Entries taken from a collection
= Beginning of Section =

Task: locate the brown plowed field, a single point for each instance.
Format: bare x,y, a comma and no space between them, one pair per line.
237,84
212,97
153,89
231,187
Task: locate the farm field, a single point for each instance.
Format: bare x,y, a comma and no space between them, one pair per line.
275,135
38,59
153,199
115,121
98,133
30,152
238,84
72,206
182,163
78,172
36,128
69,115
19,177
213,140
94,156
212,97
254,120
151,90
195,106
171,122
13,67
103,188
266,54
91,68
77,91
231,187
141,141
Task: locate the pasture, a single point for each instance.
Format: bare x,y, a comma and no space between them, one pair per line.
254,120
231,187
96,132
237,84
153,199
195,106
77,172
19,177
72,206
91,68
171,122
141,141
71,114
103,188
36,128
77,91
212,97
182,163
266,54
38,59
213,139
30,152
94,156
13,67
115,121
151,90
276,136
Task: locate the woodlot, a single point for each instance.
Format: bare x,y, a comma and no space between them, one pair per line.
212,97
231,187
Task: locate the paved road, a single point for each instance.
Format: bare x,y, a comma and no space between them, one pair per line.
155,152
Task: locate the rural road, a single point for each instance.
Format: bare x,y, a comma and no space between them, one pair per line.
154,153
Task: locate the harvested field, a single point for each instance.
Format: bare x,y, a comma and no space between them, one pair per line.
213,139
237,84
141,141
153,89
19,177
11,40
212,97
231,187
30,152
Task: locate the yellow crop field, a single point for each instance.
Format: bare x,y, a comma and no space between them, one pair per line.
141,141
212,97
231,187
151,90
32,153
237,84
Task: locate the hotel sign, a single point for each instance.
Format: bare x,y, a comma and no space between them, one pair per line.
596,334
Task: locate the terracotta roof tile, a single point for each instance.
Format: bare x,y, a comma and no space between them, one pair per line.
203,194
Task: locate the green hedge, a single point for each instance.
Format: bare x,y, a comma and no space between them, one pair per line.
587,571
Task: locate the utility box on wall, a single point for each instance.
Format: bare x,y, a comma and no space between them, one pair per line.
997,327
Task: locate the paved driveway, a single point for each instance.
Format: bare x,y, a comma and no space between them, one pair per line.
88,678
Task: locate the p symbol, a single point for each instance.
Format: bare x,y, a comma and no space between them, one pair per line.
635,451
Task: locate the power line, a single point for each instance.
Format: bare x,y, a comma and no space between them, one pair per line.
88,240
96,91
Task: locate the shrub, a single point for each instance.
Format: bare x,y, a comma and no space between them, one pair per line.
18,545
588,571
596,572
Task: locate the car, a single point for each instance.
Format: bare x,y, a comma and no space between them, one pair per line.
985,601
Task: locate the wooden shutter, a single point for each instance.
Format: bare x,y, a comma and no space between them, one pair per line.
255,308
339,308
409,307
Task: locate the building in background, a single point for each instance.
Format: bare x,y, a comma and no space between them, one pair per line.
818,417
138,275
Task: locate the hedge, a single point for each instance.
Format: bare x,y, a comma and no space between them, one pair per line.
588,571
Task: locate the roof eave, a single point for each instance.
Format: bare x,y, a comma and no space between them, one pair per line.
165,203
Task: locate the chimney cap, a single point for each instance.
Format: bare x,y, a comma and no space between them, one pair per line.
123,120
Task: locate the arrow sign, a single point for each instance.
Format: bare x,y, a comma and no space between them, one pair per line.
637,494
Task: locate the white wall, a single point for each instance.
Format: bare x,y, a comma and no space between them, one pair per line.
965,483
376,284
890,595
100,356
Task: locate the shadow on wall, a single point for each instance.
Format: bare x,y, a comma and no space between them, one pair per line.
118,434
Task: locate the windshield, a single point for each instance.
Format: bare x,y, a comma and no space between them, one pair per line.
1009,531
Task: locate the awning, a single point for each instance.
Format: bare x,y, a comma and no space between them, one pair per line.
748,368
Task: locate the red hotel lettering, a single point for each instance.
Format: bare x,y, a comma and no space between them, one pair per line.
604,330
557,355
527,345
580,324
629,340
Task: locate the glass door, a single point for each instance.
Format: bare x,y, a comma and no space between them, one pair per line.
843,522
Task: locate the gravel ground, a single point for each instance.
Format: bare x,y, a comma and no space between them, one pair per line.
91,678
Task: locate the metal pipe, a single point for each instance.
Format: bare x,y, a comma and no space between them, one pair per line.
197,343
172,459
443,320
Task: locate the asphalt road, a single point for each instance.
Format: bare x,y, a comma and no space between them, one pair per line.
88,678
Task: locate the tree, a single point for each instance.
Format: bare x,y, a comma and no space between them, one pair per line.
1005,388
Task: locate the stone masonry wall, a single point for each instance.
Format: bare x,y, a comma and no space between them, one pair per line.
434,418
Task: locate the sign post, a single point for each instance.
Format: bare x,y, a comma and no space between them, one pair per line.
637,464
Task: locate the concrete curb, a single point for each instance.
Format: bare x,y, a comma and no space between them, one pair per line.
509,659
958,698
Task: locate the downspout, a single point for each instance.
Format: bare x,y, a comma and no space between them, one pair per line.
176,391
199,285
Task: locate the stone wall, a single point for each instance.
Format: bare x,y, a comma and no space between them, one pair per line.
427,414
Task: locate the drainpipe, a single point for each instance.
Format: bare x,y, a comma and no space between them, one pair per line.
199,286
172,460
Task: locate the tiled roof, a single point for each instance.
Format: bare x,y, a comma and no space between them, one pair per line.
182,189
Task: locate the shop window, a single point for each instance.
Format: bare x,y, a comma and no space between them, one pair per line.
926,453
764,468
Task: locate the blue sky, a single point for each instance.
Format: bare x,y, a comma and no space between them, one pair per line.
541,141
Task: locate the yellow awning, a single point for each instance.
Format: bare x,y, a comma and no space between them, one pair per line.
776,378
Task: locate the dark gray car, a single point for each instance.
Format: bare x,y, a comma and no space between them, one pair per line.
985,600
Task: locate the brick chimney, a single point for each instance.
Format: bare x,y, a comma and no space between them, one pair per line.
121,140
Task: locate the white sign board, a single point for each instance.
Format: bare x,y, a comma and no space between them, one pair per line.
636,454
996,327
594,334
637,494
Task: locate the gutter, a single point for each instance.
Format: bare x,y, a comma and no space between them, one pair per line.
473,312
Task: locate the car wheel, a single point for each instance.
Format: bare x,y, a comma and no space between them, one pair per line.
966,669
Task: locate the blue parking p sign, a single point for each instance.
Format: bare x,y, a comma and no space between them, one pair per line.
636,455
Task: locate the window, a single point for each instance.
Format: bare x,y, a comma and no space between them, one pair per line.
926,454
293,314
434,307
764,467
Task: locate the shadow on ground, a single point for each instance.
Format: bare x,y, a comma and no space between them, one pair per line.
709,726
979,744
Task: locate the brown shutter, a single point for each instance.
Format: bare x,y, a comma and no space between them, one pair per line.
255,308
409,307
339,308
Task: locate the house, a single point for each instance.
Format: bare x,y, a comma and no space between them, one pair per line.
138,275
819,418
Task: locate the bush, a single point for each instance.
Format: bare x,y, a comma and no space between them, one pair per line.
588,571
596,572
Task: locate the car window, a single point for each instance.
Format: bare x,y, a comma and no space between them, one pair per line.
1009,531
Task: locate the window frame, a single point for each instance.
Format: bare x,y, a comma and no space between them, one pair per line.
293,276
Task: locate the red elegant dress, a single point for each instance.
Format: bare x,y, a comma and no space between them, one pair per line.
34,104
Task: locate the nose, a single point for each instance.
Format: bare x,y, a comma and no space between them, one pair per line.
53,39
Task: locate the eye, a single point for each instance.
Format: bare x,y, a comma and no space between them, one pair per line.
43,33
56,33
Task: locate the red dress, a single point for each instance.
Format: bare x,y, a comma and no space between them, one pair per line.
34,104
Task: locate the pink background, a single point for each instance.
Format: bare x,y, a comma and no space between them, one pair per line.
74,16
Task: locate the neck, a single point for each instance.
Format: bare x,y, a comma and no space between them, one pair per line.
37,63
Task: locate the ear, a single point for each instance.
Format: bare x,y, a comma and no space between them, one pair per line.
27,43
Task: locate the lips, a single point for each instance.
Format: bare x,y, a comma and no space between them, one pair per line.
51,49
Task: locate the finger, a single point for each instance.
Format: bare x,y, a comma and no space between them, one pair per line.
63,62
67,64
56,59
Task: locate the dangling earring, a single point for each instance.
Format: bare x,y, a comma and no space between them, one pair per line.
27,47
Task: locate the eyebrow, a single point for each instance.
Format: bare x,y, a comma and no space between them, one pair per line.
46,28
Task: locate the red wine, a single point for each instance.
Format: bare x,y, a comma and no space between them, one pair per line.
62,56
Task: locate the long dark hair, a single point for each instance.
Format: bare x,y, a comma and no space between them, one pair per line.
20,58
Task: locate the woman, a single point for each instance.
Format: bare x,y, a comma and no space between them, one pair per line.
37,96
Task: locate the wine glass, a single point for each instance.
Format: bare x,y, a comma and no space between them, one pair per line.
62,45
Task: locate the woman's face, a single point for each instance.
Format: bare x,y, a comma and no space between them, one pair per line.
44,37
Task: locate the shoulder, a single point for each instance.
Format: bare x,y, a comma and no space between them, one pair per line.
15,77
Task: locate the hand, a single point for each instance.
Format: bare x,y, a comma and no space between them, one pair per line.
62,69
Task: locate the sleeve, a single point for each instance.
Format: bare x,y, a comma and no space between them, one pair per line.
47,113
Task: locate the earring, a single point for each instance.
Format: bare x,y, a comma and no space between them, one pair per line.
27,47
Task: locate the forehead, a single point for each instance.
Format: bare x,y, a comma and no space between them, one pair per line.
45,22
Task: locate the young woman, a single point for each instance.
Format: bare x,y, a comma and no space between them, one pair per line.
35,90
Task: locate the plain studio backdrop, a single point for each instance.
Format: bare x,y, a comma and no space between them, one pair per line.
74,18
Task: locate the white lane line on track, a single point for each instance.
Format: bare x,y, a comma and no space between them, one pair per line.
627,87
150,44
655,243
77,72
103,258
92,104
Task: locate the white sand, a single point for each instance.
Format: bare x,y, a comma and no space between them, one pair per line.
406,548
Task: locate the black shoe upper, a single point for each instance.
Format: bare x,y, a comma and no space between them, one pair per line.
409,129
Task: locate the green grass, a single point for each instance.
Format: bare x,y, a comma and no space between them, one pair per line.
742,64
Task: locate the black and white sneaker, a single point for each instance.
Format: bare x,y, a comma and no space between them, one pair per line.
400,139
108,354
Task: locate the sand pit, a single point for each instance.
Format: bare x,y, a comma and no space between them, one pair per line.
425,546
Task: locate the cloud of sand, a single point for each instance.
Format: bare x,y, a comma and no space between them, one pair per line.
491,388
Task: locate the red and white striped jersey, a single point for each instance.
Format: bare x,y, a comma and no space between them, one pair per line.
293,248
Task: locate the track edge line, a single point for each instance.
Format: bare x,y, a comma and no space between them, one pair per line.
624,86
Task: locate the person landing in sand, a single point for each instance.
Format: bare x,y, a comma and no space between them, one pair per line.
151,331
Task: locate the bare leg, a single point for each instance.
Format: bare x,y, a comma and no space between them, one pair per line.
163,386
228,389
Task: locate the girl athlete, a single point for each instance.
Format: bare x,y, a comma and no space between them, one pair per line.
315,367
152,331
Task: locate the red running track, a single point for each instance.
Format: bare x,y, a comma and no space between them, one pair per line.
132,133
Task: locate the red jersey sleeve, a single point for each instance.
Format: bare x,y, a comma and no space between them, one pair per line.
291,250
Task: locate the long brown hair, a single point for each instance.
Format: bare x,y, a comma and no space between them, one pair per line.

= End of Section =

Action item
Look through the records above for the word "dress". Report how many lines contain it, as a bare number.

Answer for this exercise
2